=== Data ===

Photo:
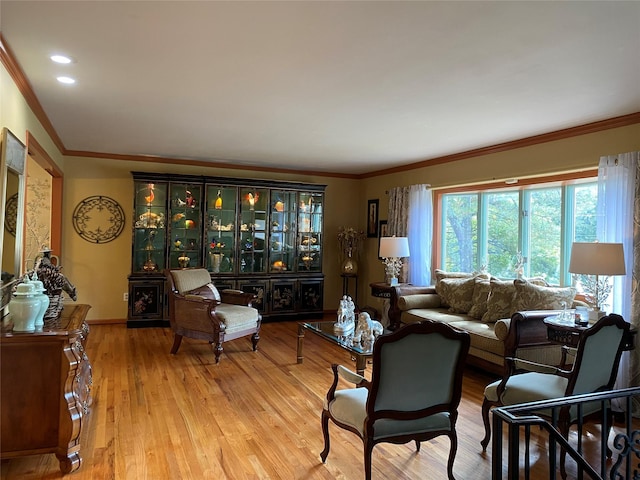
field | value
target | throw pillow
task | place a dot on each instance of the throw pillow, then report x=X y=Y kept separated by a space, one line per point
x=457 y=293
x=500 y=301
x=481 y=291
x=208 y=291
x=534 y=297
x=441 y=275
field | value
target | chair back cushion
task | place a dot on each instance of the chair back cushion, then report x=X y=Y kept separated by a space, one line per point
x=208 y=291
x=598 y=356
x=190 y=279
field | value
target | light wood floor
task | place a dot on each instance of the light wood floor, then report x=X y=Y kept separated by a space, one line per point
x=255 y=415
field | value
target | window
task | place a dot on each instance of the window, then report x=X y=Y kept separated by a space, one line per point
x=493 y=228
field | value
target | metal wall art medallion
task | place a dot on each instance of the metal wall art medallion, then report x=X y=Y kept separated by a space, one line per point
x=98 y=219
x=11 y=214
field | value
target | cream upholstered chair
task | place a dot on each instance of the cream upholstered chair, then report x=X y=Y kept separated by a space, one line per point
x=413 y=394
x=594 y=369
x=198 y=310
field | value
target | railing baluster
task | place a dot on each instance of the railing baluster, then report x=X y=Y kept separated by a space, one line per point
x=524 y=416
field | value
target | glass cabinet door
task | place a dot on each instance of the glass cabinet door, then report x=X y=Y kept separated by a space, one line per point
x=185 y=249
x=221 y=216
x=253 y=229
x=149 y=227
x=282 y=238
x=310 y=232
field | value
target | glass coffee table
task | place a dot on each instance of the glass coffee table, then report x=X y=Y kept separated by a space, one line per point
x=360 y=352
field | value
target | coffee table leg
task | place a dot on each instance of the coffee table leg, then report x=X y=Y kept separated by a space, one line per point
x=361 y=364
x=300 y=342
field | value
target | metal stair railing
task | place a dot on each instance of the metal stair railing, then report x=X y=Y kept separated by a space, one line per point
x=520 y=418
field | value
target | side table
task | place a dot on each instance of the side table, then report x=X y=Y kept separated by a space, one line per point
x=383 y=290
x=569 y=335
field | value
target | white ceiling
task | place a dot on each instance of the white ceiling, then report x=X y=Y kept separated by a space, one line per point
x=344 y=87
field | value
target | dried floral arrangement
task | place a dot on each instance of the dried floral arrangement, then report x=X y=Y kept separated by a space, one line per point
x=350 y=240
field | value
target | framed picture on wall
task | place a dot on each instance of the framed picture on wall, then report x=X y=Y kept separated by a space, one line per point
x=384 y=232
x=372 y=218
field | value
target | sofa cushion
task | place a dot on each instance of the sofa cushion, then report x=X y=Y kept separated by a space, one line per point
x=208 y=291
x=457 y=293
x=419 y=300
x=534 y=297
x=500 y=301
x=479 y=299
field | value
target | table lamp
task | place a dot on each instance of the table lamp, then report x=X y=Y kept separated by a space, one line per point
x=393 y=249
x=595 y=260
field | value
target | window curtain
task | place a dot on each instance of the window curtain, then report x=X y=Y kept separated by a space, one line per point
x=411 y=215
x=618 y=211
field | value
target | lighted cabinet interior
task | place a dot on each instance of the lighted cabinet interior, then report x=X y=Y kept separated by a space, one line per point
x=252 y=235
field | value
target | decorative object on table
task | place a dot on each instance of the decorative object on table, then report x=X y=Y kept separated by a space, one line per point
x=367 y=329
x=24 y=308
x=372 y=218
x=350 y=241
x=393 y=249
x=44 y=301
x=346 y=315
x=216 y=255
x=595 y=263
x=98 y=219
x=183 y=261
x=55 y=284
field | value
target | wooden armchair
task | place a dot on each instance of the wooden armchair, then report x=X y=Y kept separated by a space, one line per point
x=197 y=310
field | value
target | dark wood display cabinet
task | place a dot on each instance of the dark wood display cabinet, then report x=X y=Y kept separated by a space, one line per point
x=263 y=237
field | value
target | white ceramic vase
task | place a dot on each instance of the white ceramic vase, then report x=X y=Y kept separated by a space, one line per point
x=44 y=304
x=24 y=308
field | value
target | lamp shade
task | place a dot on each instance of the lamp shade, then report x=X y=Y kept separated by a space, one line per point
x=394 y=247
x=597 y=259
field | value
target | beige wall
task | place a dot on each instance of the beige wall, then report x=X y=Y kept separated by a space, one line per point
x=100 y=271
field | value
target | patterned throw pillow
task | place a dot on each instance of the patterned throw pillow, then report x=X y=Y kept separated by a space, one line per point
x=479 y=299
x=457 y=293
x=208 y=291
x=441 y=275
x=500 y=301
x=533 y=297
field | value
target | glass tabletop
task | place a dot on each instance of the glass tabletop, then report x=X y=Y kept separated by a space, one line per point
x=344 y=339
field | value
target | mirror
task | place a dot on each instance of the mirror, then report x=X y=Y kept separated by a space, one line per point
x=12 y=182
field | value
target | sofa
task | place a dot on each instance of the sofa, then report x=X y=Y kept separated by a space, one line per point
x=503 y=318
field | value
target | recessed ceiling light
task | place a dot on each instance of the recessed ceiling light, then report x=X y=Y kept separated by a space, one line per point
x=66 y=80
x=61 y=59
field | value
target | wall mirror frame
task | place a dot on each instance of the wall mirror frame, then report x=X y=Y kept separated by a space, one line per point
x=12 y=191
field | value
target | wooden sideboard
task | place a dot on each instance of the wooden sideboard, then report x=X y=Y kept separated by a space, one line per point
x=46 y=389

===

> _Problem requirements_
Using the data above, transcribe the lines that run from the line with "target | window curtain" to the line with "target | decorative object on table", both ends kept, and output nothing else.

> _Answer box_
target | window curtain
task | place a dot on each instance of the window curtain, then report x=X y=Y kept separated by a space, one line per point
x=411 y=215
x=618 y=211
field | value
target | lighted cabinet interior
task | place a dot on each instance of the lighted cabinet interior, then report x=X y=Y kept separated by a space, one line per point
x=252 y=235
field | value
target | decorative object on table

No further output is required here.